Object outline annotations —
^^^^^^^^

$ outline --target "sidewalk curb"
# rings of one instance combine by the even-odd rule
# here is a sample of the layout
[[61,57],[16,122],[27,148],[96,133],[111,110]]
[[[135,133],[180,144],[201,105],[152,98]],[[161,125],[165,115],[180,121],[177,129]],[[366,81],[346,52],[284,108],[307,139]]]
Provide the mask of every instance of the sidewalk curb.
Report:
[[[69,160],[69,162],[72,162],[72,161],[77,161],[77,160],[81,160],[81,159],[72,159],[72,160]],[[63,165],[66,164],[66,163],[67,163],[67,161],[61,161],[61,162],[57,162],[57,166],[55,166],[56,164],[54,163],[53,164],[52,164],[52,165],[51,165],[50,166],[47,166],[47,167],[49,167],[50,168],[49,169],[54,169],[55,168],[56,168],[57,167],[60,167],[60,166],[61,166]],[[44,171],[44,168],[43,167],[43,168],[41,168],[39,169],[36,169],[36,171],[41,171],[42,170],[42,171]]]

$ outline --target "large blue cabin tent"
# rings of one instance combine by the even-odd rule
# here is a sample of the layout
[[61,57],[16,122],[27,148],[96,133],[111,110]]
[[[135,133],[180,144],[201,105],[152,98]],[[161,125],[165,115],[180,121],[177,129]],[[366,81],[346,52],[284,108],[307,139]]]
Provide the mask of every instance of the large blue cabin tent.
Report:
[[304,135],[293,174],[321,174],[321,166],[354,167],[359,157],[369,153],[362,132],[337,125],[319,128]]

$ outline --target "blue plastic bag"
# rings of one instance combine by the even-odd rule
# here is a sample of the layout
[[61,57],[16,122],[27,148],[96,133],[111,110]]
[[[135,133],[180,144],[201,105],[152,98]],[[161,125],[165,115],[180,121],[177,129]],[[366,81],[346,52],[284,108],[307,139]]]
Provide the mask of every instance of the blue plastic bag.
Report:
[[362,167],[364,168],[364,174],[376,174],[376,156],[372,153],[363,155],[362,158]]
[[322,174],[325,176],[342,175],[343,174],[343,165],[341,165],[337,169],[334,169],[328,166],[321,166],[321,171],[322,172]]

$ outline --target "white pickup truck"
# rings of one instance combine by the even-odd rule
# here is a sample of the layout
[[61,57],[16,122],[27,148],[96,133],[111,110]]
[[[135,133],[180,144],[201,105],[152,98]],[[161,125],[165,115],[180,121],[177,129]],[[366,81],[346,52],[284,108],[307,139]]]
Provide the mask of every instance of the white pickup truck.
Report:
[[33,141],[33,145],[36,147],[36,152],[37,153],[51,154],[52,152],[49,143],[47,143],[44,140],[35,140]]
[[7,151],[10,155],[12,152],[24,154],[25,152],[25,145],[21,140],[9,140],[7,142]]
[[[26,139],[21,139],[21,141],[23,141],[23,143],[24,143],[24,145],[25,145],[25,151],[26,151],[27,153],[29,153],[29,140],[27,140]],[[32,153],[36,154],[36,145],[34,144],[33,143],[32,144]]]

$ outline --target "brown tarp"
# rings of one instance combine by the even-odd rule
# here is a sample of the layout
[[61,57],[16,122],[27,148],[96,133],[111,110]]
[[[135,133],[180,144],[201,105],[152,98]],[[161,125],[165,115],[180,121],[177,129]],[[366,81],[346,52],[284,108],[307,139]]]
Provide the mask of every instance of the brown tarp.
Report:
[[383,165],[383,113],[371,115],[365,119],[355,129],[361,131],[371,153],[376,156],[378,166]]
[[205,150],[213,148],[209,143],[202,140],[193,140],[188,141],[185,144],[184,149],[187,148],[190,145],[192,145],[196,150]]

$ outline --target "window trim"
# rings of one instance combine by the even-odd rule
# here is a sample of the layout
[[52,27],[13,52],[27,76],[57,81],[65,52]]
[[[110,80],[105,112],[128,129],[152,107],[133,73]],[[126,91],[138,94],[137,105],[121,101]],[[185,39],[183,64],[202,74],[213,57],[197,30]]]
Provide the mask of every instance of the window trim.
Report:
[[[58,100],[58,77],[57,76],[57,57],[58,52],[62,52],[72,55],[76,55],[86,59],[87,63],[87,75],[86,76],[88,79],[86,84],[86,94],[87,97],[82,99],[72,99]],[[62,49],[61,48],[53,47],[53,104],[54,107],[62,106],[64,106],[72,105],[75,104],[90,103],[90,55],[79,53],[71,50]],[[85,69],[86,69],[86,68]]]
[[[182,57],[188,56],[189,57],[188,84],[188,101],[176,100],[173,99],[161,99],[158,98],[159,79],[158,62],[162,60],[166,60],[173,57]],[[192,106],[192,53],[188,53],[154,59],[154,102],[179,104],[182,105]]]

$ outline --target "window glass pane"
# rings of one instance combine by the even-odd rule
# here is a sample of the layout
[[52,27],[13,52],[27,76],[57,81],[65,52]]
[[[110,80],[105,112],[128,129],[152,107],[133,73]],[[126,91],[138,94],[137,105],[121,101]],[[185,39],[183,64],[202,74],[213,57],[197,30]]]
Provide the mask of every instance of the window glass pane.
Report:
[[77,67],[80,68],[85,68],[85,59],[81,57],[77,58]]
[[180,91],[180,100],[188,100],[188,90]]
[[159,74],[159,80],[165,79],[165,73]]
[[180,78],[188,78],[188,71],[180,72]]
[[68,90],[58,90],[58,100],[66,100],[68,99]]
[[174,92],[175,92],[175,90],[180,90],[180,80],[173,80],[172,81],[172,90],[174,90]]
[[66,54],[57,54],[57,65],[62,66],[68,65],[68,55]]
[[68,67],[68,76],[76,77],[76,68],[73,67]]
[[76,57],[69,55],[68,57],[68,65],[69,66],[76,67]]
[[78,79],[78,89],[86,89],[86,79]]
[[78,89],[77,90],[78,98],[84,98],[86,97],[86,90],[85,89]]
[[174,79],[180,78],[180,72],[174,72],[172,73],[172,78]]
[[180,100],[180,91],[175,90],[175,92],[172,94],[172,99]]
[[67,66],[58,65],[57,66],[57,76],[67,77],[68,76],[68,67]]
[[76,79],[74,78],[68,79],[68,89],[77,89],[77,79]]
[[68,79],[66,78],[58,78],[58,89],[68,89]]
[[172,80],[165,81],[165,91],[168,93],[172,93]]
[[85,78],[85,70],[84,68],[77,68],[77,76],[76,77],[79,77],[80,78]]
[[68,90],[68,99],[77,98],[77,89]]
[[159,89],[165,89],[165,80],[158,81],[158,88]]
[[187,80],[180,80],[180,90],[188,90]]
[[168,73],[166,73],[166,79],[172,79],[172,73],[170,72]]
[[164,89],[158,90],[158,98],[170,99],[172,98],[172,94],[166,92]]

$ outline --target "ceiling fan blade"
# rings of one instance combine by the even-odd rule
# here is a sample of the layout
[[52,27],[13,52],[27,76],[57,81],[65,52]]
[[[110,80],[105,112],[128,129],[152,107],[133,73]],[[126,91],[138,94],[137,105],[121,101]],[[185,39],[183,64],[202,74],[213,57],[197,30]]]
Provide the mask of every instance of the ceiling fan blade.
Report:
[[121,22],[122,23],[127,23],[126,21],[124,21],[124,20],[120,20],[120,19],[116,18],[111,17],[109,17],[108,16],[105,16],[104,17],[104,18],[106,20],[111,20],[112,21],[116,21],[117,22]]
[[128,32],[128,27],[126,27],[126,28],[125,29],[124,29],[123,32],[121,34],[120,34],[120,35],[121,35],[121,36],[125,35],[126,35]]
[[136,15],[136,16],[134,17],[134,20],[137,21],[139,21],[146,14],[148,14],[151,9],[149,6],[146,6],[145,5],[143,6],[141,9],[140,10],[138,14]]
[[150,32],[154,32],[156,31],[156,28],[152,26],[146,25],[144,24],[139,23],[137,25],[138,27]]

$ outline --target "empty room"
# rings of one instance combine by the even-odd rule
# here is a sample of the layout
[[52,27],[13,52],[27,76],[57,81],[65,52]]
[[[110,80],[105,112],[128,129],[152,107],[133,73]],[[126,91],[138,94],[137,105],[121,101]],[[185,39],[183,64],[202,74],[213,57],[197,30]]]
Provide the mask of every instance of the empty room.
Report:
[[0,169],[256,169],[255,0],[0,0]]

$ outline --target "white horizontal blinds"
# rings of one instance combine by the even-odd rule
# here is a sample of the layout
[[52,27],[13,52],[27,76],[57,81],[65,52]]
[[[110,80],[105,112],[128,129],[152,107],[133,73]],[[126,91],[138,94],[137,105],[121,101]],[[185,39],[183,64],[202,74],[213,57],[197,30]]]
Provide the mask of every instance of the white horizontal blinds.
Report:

^^^^^^^^

TASK OBJECTIVE —
Find every line of the items that contains the string "empty", and copy each such line.

TASK ANSWER —
$ outline --target "empty room"
Provide the mask of every instance of the empty room.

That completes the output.